===== RECORDS PROVIDED
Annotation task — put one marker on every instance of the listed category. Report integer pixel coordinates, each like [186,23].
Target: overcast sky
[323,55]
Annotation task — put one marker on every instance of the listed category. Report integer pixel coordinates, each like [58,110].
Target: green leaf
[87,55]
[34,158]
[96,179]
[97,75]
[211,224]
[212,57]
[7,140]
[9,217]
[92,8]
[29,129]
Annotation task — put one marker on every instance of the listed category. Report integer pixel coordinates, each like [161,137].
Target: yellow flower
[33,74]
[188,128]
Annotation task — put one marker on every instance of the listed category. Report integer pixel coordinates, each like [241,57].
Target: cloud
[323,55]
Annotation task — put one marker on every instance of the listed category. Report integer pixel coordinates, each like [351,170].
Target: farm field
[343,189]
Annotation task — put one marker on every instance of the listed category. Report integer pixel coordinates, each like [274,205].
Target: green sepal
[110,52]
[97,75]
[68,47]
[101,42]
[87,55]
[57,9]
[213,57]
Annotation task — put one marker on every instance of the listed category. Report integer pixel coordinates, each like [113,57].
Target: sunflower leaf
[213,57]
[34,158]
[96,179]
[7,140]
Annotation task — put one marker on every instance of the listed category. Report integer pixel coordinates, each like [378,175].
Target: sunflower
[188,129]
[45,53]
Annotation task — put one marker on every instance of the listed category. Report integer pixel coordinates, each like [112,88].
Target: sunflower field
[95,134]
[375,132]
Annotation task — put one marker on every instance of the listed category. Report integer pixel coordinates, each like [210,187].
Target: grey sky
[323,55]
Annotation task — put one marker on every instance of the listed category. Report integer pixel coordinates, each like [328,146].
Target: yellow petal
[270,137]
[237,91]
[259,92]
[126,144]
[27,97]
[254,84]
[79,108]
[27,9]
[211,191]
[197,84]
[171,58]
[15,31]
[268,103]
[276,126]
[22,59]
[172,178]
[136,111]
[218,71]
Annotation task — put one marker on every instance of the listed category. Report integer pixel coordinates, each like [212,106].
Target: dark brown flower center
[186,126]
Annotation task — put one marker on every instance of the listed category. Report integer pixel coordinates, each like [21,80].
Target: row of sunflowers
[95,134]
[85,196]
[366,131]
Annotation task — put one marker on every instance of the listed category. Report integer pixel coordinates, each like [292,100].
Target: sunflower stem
==========
## GIVEN EXERCISE
Arrange every line of the rows above into a JSON list of strings, one string per line, with blank lines left out.

## SOLUTION FOR THIS PROBLEM
[
  "Annotation task — put one marker on every instance of the listed category. Report integer pixel coordinates, each like [186,23].",
  "Target: overcast sky",
  "[323,55]",
  "Annotation task — put one marker on every instance of the listed category. Report integer pixel coordinates, each like [58,110].",
  "Target: green leaf",
  "[87,55]",
  "[34,158]",
  "[96,179]",
  "[97,75]",
  "[211,224]",
  "[212,57]",
  "[7,140]",
  "[9,217]",
  "[92,8]",
  "[29,129]",
  "Annotation task — put one marker on every instance of the listed category. Report integer pixel coordinates, each like [161,137].",
  "Target: yellow flower",
  "[33,74]",
  "[188,128]",
  "Annotation task — put one marker on every instance of the listed category. Report integer pixel coordinates, each like [241,57].",
  "Target: cloud",
  "[323,55]",
  "Annotation task — put one marker on every instance of the listed category. Report integer pixel coordinates, each like [351,170].",
  "Target: farm field",
  "[343,189]",
  "Annotation task — put one marker on every instance of the listed category. Report integer pixel coordinates, each like [274,205].",
  "Target: green sepal",
  "[110,52]",
  "[97,75]",
  "[68,47]",
  "[101,42]",
  "[87,55]",
  "[57,9]",
  "[213,57]",
  "Annotation task — put one marker on every instance of the listed category. Report integer pixel coordinates, each like [113,57].",
  "Target: sunflower leaf",
  "[213,57]",
  "[34,158]",
  "[96,179]",
  "[7,140]",
  "Annotation task — put one marker on every instance of the listed category. Report integer pixel coordinates, each like [378,175].",
  "Target: sunflower",
  "[188,129]",
  "[45,53]",
  "Annotation task — put one marker on every instance of the listed category. Report integer pixel coordinates, each like [112,88].",
  "Target: sunflower field",
  "[95,134]",
  "[375,132]",
  "Annotation task — put one marker on every instance of the listed category. Report integer pixel coordinates, each like [210,187].",
  "Target: grey sky",
  "[323,55]",
  "Annotation task — put one marker on every instance of the listed category. Report integer pixel coordinates, each like [328,146].",
  "Target: yellow petal",
  "[270,137]",
  "[237,91]",
  "[259,92]",
  "[126,144]",
  "[27,97]",
  "[254,84]",
  "[79,108]",
  "[27,9]",
  "[211,191]",
  "[197,84]",
  "[171,58]",
  "[15,31]",
  "[268,103]",
  "[276,126]",
  "[22,59]",
  "[172,178]",
  "[136,111]",
  "[218,71]",
  "Annotation task — put one marker on every instance of the listed category. Report integer pixel coordinates, each like [212,106].",
  "Target: dark brown flower center",
  "[186,126]",
  "Annotation task — put one marker on every instance of the listed category. Report integer pixel coordinates, each like [21,80].",
  "Target: row of sunflowers",
  "[95,134]",
  "[85,196]",
  "[366,131]",
  "Annotation task — put one marker on every instance of the listed category. Report integer pixel coordinates, each like [292,100].",
  "Target: sunflower stem"
]